PROVIDED INFORMATION -

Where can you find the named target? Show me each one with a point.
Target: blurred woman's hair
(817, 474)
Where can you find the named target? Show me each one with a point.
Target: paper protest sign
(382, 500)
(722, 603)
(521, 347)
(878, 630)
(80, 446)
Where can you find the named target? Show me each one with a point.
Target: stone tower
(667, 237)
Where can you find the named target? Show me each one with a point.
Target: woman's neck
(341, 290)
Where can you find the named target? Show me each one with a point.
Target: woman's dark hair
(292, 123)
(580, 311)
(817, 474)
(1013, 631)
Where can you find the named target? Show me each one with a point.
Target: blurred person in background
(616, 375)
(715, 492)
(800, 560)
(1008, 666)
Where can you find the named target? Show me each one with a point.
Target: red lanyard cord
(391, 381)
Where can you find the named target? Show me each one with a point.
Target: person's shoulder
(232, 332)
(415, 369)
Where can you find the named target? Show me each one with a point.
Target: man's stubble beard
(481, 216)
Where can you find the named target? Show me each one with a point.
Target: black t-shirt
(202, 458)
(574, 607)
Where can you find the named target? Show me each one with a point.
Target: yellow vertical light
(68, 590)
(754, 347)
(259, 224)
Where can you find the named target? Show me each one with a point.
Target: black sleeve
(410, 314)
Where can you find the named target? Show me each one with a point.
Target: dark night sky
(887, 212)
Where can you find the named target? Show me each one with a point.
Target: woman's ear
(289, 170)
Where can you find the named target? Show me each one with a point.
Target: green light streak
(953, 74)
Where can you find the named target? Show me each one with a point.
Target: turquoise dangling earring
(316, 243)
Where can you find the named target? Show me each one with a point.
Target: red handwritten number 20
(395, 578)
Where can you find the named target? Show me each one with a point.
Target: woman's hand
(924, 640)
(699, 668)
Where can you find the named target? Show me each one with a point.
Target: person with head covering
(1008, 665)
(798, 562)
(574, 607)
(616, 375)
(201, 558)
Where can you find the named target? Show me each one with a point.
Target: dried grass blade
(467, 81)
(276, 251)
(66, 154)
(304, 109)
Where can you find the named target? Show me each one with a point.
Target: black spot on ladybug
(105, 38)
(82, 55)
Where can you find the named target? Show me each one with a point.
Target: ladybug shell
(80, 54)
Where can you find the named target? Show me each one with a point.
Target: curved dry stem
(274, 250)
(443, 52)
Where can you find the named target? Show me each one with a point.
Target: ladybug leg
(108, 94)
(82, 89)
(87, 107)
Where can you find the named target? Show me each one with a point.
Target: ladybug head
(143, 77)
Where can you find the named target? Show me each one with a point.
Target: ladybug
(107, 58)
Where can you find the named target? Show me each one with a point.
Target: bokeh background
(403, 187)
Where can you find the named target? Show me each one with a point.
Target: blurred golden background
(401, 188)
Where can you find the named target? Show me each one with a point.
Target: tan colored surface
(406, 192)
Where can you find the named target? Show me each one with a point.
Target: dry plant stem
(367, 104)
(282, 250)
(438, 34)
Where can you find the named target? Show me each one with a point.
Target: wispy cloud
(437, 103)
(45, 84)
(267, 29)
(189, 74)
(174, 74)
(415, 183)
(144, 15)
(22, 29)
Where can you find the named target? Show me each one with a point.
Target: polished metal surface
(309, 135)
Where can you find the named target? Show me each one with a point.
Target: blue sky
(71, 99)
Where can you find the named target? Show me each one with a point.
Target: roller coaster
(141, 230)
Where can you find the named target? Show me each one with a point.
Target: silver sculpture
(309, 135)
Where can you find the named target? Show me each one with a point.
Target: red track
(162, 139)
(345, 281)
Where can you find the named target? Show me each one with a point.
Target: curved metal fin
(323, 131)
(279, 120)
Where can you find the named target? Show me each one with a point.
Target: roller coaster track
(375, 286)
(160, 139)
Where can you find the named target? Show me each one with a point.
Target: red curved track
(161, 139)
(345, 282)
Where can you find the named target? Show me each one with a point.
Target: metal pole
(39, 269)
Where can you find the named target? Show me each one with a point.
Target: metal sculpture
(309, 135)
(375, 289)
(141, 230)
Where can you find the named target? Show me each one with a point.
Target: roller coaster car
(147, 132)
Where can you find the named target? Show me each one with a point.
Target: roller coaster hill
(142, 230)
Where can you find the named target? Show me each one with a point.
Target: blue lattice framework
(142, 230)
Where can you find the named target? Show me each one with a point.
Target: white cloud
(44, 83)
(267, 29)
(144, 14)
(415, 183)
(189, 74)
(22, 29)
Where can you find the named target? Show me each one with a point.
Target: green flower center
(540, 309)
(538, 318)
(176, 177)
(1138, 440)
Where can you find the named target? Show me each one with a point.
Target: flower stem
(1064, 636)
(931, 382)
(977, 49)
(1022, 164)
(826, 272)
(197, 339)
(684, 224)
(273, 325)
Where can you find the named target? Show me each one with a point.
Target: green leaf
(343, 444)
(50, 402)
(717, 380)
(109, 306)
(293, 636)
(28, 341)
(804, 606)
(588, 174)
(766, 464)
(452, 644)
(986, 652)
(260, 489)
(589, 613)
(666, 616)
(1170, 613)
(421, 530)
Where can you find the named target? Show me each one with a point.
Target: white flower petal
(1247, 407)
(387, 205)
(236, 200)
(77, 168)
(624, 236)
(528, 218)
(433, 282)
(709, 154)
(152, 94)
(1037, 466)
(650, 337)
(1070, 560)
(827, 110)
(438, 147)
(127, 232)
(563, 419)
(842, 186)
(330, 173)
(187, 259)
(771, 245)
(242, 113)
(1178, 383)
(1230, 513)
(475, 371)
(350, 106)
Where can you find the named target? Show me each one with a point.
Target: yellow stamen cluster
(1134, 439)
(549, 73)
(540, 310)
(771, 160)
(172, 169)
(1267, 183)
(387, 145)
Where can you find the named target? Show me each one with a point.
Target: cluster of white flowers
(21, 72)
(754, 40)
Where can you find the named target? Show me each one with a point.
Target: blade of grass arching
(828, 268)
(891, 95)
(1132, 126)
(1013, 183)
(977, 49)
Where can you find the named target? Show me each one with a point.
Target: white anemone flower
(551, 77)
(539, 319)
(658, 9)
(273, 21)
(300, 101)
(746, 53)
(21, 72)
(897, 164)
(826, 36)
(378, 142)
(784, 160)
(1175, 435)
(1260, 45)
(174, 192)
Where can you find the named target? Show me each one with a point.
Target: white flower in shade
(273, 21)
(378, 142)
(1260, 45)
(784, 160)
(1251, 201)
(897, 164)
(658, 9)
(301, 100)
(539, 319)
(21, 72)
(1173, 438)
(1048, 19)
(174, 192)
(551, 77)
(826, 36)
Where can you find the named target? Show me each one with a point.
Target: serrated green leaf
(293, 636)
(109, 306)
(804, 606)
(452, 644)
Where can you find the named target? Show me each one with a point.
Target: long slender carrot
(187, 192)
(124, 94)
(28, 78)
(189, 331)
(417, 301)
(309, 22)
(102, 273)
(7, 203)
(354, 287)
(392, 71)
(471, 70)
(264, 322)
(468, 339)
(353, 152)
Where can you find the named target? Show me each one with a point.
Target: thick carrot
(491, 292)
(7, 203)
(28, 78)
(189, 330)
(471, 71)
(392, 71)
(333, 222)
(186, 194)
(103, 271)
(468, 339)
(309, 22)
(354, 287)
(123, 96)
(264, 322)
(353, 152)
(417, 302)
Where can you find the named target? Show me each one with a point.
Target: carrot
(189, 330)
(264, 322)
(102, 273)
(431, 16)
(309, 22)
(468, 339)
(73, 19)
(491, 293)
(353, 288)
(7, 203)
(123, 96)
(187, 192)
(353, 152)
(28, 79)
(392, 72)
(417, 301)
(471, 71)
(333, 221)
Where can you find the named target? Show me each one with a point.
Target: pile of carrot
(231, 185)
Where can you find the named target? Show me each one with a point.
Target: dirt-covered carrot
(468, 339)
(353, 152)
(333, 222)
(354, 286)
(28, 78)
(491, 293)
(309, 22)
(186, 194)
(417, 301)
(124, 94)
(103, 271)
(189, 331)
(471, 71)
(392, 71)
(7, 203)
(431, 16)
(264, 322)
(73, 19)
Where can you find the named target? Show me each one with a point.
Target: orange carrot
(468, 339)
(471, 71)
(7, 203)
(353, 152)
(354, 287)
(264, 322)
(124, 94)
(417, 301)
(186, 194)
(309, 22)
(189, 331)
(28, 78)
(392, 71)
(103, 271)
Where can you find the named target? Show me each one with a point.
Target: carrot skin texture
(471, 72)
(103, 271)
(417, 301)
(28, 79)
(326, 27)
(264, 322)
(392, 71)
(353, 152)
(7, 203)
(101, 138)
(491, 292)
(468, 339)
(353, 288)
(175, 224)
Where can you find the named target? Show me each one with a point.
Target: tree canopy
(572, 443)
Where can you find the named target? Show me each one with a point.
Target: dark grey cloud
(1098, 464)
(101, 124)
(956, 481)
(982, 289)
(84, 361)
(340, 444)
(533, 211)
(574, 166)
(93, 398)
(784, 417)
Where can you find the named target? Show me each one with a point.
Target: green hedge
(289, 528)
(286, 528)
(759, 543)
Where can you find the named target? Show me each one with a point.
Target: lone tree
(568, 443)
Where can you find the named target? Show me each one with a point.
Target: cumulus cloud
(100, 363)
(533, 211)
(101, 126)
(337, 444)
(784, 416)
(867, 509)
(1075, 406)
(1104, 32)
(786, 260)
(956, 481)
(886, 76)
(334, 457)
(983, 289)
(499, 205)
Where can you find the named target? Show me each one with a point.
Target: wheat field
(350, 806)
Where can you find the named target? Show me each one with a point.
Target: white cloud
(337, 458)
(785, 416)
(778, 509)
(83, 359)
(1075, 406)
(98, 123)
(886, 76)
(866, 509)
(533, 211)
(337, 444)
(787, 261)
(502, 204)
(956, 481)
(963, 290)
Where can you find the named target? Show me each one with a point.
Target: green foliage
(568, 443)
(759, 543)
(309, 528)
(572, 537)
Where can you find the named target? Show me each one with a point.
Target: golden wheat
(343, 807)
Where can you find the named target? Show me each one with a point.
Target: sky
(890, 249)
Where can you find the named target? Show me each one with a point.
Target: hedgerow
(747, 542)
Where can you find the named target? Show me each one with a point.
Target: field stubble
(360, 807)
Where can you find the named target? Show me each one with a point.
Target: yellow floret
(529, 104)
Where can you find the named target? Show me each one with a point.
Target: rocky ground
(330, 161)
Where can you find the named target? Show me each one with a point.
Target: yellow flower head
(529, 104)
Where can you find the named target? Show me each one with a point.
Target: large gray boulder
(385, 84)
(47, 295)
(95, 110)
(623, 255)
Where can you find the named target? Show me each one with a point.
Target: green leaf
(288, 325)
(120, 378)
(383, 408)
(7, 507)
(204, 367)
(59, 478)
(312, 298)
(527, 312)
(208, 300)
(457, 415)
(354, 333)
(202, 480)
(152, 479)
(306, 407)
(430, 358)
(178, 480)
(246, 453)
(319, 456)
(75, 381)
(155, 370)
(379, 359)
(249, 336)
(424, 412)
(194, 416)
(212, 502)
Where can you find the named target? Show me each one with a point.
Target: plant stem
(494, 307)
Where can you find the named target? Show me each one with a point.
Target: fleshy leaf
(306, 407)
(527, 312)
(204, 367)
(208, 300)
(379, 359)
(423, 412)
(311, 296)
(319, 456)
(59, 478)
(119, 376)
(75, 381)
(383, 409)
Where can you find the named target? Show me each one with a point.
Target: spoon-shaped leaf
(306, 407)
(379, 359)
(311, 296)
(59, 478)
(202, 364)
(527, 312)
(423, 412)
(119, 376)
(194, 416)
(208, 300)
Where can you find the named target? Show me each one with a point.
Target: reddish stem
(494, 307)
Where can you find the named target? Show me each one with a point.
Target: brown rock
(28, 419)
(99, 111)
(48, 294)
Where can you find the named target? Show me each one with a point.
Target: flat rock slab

EXERCISE DIRECTIONS - Shift every point coordinate by adding -71 to it, covering only the stretch from the start of the records through the line containing "(1008, 666)", both ends included. Write out that whole stretch again with all other lines unchanged, and nothing beyond it.

WRITTEN ANSWER -
Where can you find the named target? Show me each one with a point.
Target: blurred woman's hair
(746, 403)
Where can you find the named target? Show me each one with a point.
Target: paper protest sign
(311, 429)
(651, 532)
(450, 276)
(807, 559)
(9, 375)
Where can you find the named target? Show me each one with a point.
Target: stone tower
(596, 166)
Where can you find the named target? Show me each one with a point.
Target: woman's neck
(270, 219)
Where can you find the named target? Show me each one with a point.
Target: woman's dark hair
(221, 52)
(509, 240)
(746, 403)
(942, 560)
Where can you find the named target? Show me each one with a point.
Target: blurred person in background
(545, 304)
(644, 421)
(729, 489)
(937, 595)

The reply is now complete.